_Stored records_
....

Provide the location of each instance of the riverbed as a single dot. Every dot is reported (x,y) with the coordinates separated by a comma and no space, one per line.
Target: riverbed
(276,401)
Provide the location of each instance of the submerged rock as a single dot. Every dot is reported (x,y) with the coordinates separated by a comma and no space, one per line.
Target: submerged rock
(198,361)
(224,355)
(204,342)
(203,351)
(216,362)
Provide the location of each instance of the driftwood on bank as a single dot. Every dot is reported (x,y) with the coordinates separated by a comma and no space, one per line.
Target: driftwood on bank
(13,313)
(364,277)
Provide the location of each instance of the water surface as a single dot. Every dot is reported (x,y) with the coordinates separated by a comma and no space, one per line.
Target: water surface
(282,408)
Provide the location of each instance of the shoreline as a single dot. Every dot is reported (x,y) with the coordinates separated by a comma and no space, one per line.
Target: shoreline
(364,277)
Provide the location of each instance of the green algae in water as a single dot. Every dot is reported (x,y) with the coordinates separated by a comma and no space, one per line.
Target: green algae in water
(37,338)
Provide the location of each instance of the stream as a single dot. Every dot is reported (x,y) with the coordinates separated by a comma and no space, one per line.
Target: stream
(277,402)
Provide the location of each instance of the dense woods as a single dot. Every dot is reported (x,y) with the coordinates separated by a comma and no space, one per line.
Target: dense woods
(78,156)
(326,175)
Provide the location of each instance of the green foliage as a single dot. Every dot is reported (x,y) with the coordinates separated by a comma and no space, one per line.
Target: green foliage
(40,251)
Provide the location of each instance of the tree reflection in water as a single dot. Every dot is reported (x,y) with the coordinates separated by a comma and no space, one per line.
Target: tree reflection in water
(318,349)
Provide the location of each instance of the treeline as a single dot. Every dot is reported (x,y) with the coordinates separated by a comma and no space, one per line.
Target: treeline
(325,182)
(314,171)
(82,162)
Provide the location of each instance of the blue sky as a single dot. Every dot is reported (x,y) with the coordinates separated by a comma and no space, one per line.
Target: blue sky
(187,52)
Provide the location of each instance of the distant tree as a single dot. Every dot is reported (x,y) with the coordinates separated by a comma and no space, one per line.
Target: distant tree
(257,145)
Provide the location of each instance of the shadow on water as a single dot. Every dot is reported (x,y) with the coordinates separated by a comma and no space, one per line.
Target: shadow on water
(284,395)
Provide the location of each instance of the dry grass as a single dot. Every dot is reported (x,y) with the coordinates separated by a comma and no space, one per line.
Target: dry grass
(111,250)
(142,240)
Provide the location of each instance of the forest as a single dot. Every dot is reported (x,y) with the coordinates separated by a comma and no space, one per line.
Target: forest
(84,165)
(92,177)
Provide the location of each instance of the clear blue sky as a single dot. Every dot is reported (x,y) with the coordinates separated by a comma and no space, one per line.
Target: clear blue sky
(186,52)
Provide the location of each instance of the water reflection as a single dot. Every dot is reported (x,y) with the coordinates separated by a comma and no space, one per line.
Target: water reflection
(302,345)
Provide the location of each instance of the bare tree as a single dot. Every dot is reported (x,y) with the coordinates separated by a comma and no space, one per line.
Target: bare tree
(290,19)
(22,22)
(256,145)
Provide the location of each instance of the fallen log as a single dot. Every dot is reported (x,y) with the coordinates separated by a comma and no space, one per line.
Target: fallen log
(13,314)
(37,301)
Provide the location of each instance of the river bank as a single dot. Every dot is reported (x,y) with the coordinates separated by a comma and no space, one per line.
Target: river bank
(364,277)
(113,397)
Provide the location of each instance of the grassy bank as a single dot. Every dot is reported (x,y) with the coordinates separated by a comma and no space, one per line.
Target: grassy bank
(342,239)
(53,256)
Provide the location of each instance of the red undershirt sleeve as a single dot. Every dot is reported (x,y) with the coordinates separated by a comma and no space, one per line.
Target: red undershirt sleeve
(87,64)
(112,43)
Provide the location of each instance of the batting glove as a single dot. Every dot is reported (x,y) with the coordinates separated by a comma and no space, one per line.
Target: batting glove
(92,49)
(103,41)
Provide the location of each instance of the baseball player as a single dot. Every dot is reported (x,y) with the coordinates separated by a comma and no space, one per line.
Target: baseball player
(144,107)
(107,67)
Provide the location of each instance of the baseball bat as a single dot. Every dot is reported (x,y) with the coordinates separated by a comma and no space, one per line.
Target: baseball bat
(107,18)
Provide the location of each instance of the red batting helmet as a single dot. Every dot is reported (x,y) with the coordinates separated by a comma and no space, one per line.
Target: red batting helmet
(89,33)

....

_WHAT YOU SHOULD DO_
Return all of the entries above exactly as they stand.

_ANSWER TO THIS PROBLEM_
Provide the location of each instance of the riverbed as a single dot. Every dot is reported (x,y) with the coordinates separated by a comma and no space, one per line.
Target: riverbed
(276,401)
Provide the location of each instance of the submerged rock as a single dot. Every dot is reported (x,y) with the coordinates separated by a comma and no space, one per line.
Target: submerged rock
(198,361)
(224,355)
(204,342)
(203,351)
(216,362)
Provide the location of each instance of the driftwood on bank as a single dot. Every dot is reported (x,y) with the coordinates separated by a comma and no space, one per line.
Target: driftwood on bank
(13,313)
(364,277)
Provide the location of each instance of the water surface as a single dot. Every dot is reported (x,y) with the coordinates separated by a comma and no space, one per line.
Target: water surface
(282,408)
Provide the location of each instance of the shoreline as a single dot. Every dot is reported (x,y) with the coordinates separated by a comma and no space, one per line.
Target: shoreline
(364,277)
Provide the location of each instance of the green algae in water as a single dot. Every dot is reported (x,y) with the coordinates separated by a comma and no space, one per line.
Target: green algae in water
(37,338)
Provide the location of each instance of the stream as a single dot. Every dot is reported (x,y) with the coordinates separated by a comma and no space, one per line.
Target: stream
(277,402)
Provide the location of each instance of the dense woods as a single dot. Every dot is reported (x,y) with the coordinates separated by a comma and no space, one per line.
Target: dense woods
(78,156)
(326,175)
Provide the location of each instance of the green foliage as a single dot. Every dot is reported (x,y) with the coordinates separated by a comma and no space, one per line.
Target: green foliage
(40,251)
Provide the location of each instance of the tree reflection in water as a single dot. Every dot is reported (x,y) with the coordinates separated by a comma and no space, one per line.
Target: tree reflection in water
(318,349)
Provide the location of each instance of the treeline as a single dot. Every dot is reported (x,y) with the coordinates separated by a comma and no space, one per line.
Target: treeline
(325,182)
(314,171)
(82,162)
Provide the location of each instance of the blue sky as a single dot. Every dot is reported (x,y) with the coordinates separated by a comma and no space, one per line.
Target: blue sky
(187,52)
Provide the location of each instance of the distant tree as a single dot. Every dot is reported (x,y) with the coordinates separated by a comma and no space, one per line.
Target: distant tree
(257,145)
Provide the location of each instance of the shadow on water as a single dot. Every dot is reported (x,y) with the coordinates separated by a comma and no space, one per line.
Target: shadow on water
(284,395)
Provide the location of each instance of the dry grass as a single dot. Every dot is reported (x,y) with the coordinates separated by a comma and no space, one per line.
Target: dry grass
(111,250)
(142,240)
Provide the location of each instance of the forest as a single dot. Every dot is reported (x,y) with the coordinates separated by a comma and no space, one per line.
Target: forest
(84,165)
(92,177)
Provide the location of each instance of the clear blue sky as a single dot. Every dot is reported (x,y) with the coordinates separated by a comma and no space, one per line.
Target: clear blue sky
(186,52)
Provide the location of each instance of the water reflection as a single dot. Every dot is reported (x,y) with the coordinates separated by a comma and no space, one per line.
Target: water reflection
(302,345)
Provide the location of each instance of the bare tree as a single dot. Every dot is reported (x,y) with the coordinates separated by a comma and no space, one per line.
Target: bare tree
(290,19)
(22,22)
(256,145)
Provide the location of each instance of the fallen log as a single dot. Every dot is reported (x,y) with the coordinates separated by a comma and no space, one per line.
Target: fallen log
(13,314)
(37,301)
Provide the location of each instance of the river bank as a single dot. Every dot is reported (x,y) with the coordinates separated by a comma and no space, one per line.
Target: river bank
(364,277)
(113,397)
Provide the location of each instance of the grassy bank as a single dot. Every dot is reported (x,y) with the coordinates separated by a comma and no space, one per line.
Target: grassy bank
(342,239)
(53,256)
Provide the location of each instance of the red undershirt sleeve as a single dot. Every dot is reported (x,y) with the coordinates separated by a comma and no space, one per line.
Target: red undershirt sleeve
(87,64)
(112,43)
Provide the location of each instance of the batting glove as a single dot. Every dot is reported (x,y) with the coordinates separated by a comma and no space, one per line.
Target: batting glove
(92,49)
(103,41)
Provide the location of each instance of the baseball player as a single dot. Every dot is reported (x,y) with the coordinates separated by a comma and no space, one per line.
Target: baseball player
(144,107)
(107,67)
Provide the location of each instance of the baseball bat as a single dot. Every dot is reported (x,y) with the coordinates separated by a comma and no space, one per line.
Target: baseball bat
(107,18)
Provide the location of each instance of the red batting helmet as a single dot. Every dot is reported (x,y) with the coordinates separated by a comma and no space, one per line.
Target: red batting helmet
(89,33)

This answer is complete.